→ **Фрагмент документа**:
+++

Филипп Отто Рунге написал эти слова в начале девятнадцатого века, но даже и гораздо позже «пейзажистика» слыла в Германии второстепенным ремеслом, и наши академии имели обыкновение третировать пейзажистов как «неполноценных». У этих учреждений были основания бояться конкуренции природы, на которую уже Дюрер указывал со столь благоговейной наивностью. Поток молодых людей хлынул из пыльных залов высших школ; выискивали деревни, начинали видеть, писали крестьян и деревья, прославляли мастеров из Фонтенбло, которые все это испробовали уже полвека назад. В основе этого движения лежала, во всяком случае, честная потребность, но это было именно движение, и оно могло захватить многих из тех, кому академия, в сущности, не была тесна. Следовало выждать. Многие из уехавших возвратились в города. Время и для них не прошло даром: они учились и, может быть, даже в корне менялись. Другие странствовали от пейзажа к пейзажу утонченные электики, для которых мир стал школой, кое-кто прославился, многие забыты, а теперь подрастает новое поколение ему и судить.

+++

→ **Ваша задача**: Напишите продолжение текста о пейзажистах в Германии, начав сразу после его последнего предложения.

+++

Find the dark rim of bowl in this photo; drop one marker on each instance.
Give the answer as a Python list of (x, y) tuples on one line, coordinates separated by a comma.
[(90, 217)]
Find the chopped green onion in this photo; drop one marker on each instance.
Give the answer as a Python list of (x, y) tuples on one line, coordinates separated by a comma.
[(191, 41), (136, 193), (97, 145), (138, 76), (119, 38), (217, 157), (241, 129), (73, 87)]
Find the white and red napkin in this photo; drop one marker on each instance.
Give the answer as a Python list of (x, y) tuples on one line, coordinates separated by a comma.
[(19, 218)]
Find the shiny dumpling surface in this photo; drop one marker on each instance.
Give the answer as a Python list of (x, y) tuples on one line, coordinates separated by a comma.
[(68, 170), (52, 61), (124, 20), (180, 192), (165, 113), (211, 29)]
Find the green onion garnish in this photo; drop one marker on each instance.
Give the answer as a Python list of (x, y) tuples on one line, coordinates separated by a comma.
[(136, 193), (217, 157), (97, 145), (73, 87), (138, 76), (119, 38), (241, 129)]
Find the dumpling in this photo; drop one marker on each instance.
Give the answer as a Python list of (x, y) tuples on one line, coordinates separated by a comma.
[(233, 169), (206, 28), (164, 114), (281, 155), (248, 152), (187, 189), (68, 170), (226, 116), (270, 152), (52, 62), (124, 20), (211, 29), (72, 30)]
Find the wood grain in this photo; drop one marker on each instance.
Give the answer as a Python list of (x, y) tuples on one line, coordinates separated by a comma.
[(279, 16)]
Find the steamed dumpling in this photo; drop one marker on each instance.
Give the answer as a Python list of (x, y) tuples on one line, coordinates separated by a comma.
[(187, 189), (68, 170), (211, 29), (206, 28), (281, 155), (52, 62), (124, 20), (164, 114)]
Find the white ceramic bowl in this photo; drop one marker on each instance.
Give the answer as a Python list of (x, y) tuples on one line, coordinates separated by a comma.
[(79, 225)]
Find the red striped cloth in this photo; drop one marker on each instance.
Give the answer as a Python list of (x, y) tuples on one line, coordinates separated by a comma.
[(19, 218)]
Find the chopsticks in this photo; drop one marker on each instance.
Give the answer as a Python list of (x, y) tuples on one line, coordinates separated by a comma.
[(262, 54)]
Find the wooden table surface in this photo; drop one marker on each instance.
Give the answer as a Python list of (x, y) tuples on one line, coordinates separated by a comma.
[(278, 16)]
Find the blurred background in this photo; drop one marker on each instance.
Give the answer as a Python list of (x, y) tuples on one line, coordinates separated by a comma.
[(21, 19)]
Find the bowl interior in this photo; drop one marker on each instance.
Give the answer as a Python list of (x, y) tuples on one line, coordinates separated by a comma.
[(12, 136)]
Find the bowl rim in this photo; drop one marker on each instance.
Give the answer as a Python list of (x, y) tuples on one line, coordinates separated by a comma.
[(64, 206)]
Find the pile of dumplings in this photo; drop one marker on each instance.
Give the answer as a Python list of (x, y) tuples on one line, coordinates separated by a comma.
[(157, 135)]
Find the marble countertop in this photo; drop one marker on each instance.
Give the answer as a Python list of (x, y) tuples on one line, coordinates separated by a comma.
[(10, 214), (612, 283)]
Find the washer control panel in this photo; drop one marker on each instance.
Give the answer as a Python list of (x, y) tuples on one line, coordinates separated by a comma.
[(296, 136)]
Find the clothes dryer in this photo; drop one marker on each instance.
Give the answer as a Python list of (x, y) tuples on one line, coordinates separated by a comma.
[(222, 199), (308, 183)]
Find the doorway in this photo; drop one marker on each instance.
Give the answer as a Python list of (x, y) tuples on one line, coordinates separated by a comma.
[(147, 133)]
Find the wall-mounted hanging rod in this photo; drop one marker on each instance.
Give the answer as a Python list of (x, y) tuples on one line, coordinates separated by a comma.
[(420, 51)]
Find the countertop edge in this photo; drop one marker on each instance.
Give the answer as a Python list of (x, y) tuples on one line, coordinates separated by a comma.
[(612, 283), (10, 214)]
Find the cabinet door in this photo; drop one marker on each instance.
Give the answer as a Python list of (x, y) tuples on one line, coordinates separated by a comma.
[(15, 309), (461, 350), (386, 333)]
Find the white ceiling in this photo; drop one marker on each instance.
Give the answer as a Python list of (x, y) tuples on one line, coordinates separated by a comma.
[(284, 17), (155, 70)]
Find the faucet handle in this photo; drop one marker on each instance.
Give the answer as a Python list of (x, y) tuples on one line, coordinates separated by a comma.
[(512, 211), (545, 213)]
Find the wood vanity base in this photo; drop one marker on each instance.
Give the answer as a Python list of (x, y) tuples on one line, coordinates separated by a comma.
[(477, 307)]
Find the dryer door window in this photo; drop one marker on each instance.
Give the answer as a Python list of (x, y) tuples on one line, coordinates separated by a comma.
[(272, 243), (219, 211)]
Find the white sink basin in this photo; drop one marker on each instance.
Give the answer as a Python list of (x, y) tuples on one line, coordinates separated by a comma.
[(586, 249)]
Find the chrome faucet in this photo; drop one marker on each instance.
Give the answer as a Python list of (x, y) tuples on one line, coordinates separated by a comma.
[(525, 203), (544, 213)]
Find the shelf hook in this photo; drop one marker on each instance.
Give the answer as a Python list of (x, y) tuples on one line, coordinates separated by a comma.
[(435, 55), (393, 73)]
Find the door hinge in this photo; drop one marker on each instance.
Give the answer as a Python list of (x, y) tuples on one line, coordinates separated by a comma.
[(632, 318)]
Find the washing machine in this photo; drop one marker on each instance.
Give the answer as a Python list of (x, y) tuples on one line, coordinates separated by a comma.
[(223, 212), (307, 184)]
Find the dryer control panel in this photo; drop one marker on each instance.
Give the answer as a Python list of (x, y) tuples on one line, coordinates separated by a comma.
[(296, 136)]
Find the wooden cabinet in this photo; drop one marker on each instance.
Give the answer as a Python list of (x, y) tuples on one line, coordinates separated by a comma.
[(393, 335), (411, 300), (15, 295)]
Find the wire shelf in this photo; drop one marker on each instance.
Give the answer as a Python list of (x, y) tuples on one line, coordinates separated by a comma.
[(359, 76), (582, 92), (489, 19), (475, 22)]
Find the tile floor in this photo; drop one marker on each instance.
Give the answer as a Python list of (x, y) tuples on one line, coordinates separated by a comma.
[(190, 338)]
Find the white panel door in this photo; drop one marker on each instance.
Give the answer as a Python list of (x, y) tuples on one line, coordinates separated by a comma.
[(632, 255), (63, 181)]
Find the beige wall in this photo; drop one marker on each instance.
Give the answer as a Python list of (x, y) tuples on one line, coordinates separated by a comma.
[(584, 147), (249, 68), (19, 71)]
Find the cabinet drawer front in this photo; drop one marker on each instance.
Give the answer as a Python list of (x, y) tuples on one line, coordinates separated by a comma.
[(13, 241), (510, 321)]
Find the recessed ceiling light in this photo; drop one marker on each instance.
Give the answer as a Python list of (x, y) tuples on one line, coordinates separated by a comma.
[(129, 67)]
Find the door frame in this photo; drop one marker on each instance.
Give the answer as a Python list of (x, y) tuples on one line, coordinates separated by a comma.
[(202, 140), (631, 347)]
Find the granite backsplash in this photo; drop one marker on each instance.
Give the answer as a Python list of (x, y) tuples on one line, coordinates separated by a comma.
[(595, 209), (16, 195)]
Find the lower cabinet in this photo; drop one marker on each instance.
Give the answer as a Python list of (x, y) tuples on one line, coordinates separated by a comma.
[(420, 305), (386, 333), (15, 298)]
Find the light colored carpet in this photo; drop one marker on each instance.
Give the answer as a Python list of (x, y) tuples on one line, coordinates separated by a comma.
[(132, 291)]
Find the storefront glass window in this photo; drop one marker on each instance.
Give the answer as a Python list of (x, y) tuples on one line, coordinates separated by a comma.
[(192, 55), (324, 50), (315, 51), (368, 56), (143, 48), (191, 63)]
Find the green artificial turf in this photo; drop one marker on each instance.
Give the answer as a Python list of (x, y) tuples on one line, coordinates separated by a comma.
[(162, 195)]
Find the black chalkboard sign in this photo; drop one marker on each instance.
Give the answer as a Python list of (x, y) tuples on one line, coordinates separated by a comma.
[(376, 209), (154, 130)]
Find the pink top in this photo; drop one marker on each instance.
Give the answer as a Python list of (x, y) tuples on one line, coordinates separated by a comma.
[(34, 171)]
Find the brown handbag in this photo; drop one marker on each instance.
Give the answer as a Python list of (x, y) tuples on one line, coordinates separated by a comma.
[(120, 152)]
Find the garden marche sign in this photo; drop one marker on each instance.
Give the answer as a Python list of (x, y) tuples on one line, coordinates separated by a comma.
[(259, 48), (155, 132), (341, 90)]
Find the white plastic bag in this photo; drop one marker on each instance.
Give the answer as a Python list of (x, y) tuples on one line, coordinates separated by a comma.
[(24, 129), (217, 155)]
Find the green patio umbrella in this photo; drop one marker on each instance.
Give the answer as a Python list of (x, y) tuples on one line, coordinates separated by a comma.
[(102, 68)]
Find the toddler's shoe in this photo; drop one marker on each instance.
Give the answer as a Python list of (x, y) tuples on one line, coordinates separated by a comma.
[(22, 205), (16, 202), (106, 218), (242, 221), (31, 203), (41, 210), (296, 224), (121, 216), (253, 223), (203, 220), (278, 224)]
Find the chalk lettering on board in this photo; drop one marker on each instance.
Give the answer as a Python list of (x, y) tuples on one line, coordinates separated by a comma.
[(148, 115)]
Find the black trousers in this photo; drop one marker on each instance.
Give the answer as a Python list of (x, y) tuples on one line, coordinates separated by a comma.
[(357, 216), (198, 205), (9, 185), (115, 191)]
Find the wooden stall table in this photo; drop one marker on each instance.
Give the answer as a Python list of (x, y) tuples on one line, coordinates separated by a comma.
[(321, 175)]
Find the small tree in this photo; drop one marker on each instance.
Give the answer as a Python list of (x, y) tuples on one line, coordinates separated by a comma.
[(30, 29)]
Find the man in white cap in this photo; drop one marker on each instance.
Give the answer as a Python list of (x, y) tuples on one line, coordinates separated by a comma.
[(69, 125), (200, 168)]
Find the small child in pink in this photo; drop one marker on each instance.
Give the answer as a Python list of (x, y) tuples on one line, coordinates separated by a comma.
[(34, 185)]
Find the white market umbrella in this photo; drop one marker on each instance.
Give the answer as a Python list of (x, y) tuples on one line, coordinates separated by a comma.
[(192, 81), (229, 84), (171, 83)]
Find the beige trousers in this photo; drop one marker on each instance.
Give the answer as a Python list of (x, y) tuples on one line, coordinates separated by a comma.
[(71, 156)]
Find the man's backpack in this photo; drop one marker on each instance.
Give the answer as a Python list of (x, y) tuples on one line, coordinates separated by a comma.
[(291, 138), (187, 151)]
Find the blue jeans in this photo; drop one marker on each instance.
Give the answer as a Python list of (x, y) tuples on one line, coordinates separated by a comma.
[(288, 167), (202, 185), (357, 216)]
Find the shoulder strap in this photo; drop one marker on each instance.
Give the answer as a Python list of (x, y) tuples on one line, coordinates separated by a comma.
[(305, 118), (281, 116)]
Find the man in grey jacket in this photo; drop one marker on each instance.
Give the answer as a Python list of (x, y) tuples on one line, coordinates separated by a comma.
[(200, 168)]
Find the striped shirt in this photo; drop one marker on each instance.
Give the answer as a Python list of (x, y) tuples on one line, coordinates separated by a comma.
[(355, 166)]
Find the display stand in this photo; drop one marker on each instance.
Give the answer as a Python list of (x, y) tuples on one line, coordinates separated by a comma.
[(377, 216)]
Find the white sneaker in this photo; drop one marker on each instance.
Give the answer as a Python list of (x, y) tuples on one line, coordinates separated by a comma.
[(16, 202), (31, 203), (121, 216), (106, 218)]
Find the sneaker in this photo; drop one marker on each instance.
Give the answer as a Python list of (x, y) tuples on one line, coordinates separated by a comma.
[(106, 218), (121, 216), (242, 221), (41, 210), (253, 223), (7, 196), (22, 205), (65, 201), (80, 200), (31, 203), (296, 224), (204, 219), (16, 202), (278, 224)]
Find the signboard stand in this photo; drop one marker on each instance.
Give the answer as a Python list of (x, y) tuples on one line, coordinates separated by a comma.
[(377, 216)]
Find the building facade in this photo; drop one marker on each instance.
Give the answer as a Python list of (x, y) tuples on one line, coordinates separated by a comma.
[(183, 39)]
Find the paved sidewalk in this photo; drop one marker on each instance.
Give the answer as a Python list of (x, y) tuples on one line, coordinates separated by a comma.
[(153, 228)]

+++

→ **Результат**:
Однако совсем недалеко от местности, где Филипп Отто Рунге написал свое утро так сказать, под тем же самым небом, простирается примечательный ландшафт, где собралось тогда несколько молодых людей, недовольных школой, жаждущих найти себя и намеревающихся, худо ли, хорошо ли, взять свою жизнь в собственные руки. Они больше не уходили оттуда, они даже воздерживались от дальних путешествий, постоянно боясь упустить что-нибудь: какой-нибудь неповторимый закат, какой-нибудь серый осенний день или тот час, когда после ненастных ночей появляются из земли первые весенние цветы. Мирские мерила для них отпали, и они пережили ту великую переоценку всех ценностей, которую до них пережил Констэбль, писавший в одном письме: «Мир велик: не только один день, даже один час не похож на другой; от сотворения мира не было двух одинаковых листков на дереве». Человек, достигший такого познания, начинает новую жизнь. Позади него нет ничего, впереди все, и «мир велик».
Эти молодые люди, годами сидевшие в академиях, нетерпеливые и недовольные, «рвались», как писал Отто Рунге, к пейзажу, они искали «нечто определенное в этой неопределенности». Пейзаж определенен, он не знает случайностей, и каждый падающий лист выполняет, падая, один из величайших законов Вселенной. Эта закономерность, всегда неукоснительная, невозмутимая в своем ежесекундном осуществлении, превращает природу в такое событие для молодых людей. Как раз этого ищут они; и когда в своей нерешительности они влекутся к учителю, у них на уме не тот, кто беспрестанно вмешивается в их развитие, встряской смущая те таинственные часы, когда происходит кристаллизация их души, они хотят примера. Они хотят видеть жизнь около себя, над собой, вокруг себя, жизнь, которая живет, не заботясь о них. Таковы великие образы истории, но они невидимы, и нужно закрыть глаза, чтобы их увидеть. А молодые люди не любят закрывать глаза, особенно если они художники; они обращаются к природе: ища ее, они ищут самих себя.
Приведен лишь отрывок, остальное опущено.